Send back the listing, word for word.

[Start of section]

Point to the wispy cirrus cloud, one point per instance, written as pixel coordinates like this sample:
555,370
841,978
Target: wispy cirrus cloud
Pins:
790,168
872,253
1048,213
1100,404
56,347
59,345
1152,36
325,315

[End of section]

## Answer below
Point to the wispy cirrus cloud, one point per instance, written as pixel coordinates like this sample:
555,370
841,978
Target: wispy cirrus cloud
Pins:
790,168
872,253
1048,213
1100,404
56,347
59,345
1152,36
325,315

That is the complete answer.